• [Ausgangstext]:
..........

Website auslesen (Pagescraper Problem)

phistoh · Beitrag von **phistoh** » 24.08.2005, 03:50

Jo... ich hab mal ne Frage... wenn ich in Samurize das Pagescraper Plugin verwende, um Daten von dieser Seite auszulesen (http://www.last.fm/user/phistoh/) klappt es nicht...

(Also, ich hab halt alles richtig eingestellt und wenn ich auf Download klicke tut sich nichts... andere Seiten klappen jedoch...)

Mit dem Script

Code: Alles auswählen

'------------------------------------------------------------------------ 
' Internet Script Template (v1.0) 
'------------------------------------------------------------------------ 
' 
' *** SCRIPT REQUEST *** 
' 
' A customisable template that should allow you to effectively write your 
' own scripts with very little (or no) VBscripting knowledge. All you 
' have to do is examine the HTML source for the page you want to get 
' data from and change the six variables below. 
' 
' The script is already set up to work with FilePlanet.com, so if you 
' want to have a good idea as to how this script works, I advise that 
' you examine the source of the fileplanet.com website as well. 
' 
' PLEASE NOTE: I will provide very little (if any) support for this 
' ------------ script. I only made it because I was asked by a user of my 
'              portal for a Script Template so he could have a go at 
'              making his own scripts.

..........

• [Übungsdaten]:

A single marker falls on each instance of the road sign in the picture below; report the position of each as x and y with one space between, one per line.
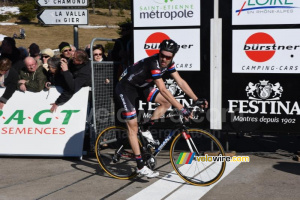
62 3
64 16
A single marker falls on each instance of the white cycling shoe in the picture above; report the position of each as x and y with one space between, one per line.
147 134
145 171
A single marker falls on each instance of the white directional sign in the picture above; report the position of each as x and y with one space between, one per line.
61 3
64 16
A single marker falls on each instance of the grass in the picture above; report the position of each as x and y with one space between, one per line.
52 36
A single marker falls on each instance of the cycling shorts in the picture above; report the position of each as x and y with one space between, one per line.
127 95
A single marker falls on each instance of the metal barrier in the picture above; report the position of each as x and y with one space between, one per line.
104 79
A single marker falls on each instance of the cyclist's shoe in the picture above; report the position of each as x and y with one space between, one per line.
145 171
147 134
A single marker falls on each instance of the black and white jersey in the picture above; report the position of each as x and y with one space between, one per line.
142 73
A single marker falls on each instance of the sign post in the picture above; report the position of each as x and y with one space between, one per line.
64 16
73 17
55 3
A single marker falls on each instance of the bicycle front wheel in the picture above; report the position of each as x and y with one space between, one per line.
196 157
114 153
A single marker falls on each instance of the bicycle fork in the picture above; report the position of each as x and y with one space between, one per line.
190 142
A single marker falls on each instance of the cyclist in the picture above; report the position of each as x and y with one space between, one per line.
140 78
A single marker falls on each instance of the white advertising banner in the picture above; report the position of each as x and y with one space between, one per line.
28 128
266 51
162 13
146 43
252 12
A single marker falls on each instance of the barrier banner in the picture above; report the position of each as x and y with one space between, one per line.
146 43
28 128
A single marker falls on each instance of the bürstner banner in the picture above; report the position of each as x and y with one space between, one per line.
264 104
253 12
162 13
266 51
27 127
146 43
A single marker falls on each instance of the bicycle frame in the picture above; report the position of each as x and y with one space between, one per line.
182 130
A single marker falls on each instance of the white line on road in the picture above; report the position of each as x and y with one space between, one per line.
173 187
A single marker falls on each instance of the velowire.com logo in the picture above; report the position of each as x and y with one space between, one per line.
189 158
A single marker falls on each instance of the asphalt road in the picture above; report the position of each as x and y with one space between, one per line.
267 176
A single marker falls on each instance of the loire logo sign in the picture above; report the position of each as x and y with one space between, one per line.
271 5
153 41
260 47
246 12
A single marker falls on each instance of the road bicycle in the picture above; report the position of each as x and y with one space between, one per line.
193 153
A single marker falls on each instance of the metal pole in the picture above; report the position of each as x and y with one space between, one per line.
75 28
216 70
216 9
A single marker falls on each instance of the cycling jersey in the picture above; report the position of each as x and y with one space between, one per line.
138 79
145 71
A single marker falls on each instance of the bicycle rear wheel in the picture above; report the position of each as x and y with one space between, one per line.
114 153
187 153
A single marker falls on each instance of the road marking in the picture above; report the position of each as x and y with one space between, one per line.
173 187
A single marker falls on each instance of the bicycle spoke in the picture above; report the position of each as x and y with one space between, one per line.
198 172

..........

• [Aufgabe A]: Liste alle Zeilen der Einträge auf, in denen das Wort „wheel“ vorkommt, und übernimm sie dabei wörtlich.
• [Aufgabe B]: Führe den Forumsbeitrag zum Pagescraper-Problem ab der Stelle weiter, an der er aufhört.
Die Einträge stehen in keinem Zusammenhang mit dem Forumsbeitrag zum Pagescraper-Problem.

• [Lösung A]:
A single marker falls on each instance of the bicycle front wheel in the picture above; report the position of each as x and y with one space between, one per line.
A single marker falls on each instance of the bicycle rear wheel in the picture above; report the position of each as x and y with one space between, one per line.

• [Lösung B]:
' 
'              There are quite a few things that could go wrong with it 
'              (as far as wetting the variables below is concerned) so 
'              only attempt to use it if you have *SOME* idea of what 
'              you are doing ;) 
'              
' 
'                                       - NeM 
'------------------------------------------------------------------------ 
' Stop by NeM Portal at http://samurize.breezeland.com/ 
'------------------------------------------------------------------------ 

'========================================================================= 
' VARIABLES TO CHANGE: 
'========================================================================= 

'========================================================================= 
' The name of the temp file you want to use for the script (needed for 
' the GetInfoTempFile() function only) 
'========================================================================= 
TMP_FILE = "fileplanet.tmp" 
'========================================================================= 



'========================================================================= 
' The url of the site you want to get your data from 
'========================================================================= 
SITE_URL = "http://www.fileplanet.com/" 
'========================================================================= 



'========================================================================= 
' A string in the HTML source to verify that you have got the right page 
' (eg. use the page title) 
'========================================================================= 
PAGE_CHECK = "<title>FilePlanet" 
'========================================================================= 



'========================================================================= 
' String to search for first - to advance to a spot just before each 
' data item you want to extract. 
' (NOTE: text containing quote marks (") must have two " marks to signify 
' a " in the text.)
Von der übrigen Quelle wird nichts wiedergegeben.